Stored dataset items
++++++++
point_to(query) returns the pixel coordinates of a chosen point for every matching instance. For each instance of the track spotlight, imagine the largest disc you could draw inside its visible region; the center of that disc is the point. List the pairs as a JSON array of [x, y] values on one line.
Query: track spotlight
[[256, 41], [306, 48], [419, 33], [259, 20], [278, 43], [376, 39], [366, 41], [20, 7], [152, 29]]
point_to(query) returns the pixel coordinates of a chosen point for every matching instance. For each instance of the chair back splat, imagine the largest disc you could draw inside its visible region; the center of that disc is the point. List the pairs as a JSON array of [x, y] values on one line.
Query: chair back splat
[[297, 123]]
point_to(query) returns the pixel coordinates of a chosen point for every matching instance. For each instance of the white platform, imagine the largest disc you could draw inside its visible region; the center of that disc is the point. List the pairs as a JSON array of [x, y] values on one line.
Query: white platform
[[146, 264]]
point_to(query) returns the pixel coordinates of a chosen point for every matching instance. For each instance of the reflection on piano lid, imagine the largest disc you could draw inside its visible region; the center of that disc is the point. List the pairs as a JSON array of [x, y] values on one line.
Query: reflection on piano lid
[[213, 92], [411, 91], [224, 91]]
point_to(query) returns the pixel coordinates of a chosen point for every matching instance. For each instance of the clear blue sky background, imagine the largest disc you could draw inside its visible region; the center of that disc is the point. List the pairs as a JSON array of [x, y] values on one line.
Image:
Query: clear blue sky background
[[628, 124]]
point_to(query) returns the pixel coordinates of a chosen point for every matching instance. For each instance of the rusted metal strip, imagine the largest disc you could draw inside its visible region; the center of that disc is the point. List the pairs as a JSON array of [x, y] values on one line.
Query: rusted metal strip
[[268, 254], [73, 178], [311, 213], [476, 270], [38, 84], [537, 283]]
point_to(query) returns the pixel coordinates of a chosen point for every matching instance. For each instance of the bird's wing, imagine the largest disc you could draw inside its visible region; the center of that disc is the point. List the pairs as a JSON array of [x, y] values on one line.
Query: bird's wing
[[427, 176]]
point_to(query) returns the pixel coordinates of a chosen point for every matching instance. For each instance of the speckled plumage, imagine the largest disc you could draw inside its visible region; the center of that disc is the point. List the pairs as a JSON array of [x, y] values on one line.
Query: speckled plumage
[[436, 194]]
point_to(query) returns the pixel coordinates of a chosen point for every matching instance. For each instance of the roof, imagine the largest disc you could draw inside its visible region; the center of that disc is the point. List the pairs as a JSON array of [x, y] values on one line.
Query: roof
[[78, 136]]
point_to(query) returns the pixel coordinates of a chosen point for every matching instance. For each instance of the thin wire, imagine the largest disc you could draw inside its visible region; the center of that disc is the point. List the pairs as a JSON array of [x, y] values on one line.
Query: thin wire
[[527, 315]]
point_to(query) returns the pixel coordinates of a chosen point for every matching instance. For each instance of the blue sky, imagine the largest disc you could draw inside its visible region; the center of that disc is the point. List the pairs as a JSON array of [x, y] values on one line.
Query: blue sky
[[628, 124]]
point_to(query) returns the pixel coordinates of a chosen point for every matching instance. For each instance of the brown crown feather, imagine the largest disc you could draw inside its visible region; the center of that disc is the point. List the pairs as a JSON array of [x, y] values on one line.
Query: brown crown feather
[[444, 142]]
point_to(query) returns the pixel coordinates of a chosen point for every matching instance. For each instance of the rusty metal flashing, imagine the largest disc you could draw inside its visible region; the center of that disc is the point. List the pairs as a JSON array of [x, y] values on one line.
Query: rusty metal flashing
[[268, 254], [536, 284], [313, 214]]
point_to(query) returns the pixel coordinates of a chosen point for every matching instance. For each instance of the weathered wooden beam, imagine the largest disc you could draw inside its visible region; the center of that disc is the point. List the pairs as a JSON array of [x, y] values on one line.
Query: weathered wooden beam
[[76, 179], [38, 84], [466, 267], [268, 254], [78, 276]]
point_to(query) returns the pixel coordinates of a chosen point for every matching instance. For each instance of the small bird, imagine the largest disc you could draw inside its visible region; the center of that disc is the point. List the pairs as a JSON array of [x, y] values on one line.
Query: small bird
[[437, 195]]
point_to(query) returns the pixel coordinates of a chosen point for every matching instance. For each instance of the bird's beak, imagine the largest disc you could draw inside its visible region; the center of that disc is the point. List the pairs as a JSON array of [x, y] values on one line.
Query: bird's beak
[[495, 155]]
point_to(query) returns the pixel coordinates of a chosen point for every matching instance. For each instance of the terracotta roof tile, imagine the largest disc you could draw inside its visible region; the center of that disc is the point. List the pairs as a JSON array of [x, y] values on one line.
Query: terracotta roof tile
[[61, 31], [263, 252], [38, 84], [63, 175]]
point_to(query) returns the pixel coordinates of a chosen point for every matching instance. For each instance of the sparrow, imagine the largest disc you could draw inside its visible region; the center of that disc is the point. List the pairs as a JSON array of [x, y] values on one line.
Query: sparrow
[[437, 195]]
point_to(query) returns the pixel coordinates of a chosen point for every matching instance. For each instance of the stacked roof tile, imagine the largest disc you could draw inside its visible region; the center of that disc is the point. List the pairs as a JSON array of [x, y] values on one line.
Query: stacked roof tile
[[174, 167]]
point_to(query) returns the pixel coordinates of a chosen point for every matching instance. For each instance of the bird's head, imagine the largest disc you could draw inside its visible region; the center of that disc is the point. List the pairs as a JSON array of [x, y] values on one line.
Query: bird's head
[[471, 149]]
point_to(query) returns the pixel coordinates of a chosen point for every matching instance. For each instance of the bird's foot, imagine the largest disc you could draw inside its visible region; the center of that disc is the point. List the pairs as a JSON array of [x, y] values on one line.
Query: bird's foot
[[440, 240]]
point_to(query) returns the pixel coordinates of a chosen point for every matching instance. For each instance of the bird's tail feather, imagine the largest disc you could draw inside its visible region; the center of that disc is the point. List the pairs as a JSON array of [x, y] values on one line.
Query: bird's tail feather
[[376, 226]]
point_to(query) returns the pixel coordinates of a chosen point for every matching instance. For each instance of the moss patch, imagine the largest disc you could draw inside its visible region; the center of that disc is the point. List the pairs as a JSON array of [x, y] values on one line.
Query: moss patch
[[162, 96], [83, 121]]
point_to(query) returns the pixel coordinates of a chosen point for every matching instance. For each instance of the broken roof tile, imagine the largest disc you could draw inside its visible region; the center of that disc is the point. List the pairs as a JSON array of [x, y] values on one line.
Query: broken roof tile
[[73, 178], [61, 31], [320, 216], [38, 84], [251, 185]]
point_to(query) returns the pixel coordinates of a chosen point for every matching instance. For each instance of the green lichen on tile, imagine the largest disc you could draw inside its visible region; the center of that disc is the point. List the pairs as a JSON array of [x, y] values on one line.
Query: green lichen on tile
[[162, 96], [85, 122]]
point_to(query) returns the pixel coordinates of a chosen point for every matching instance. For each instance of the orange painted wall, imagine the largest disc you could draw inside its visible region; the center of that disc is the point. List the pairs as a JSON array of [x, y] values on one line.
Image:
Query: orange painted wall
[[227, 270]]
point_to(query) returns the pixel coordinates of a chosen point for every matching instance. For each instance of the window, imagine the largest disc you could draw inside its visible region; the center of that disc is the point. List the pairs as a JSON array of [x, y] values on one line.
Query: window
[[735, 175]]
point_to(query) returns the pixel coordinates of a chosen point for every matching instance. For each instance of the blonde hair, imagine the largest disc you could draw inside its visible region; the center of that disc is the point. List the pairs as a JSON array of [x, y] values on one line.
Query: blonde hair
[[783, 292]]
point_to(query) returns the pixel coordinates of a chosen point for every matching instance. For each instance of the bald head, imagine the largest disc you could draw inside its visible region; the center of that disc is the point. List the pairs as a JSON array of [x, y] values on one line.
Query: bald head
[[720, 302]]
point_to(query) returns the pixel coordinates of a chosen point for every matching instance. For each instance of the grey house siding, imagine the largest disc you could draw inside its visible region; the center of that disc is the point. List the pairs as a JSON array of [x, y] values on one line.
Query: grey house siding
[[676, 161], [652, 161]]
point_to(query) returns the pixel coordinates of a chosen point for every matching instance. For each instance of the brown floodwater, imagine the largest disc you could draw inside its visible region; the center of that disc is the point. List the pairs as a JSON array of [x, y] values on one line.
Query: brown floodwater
++++++++
What you should do:
Search the records for the string "floodwater" and report each line that has it.

Written solution:
point_to(query) returns the pixel coordinates of a chosen point for every matching instance. For each instance of the brown floodwater, imagine the largest disc you could draw inside its visible region; the center of that disc is the point. List the pairs as a JSON array of [x, y] values on one line.
Query: brown floodwater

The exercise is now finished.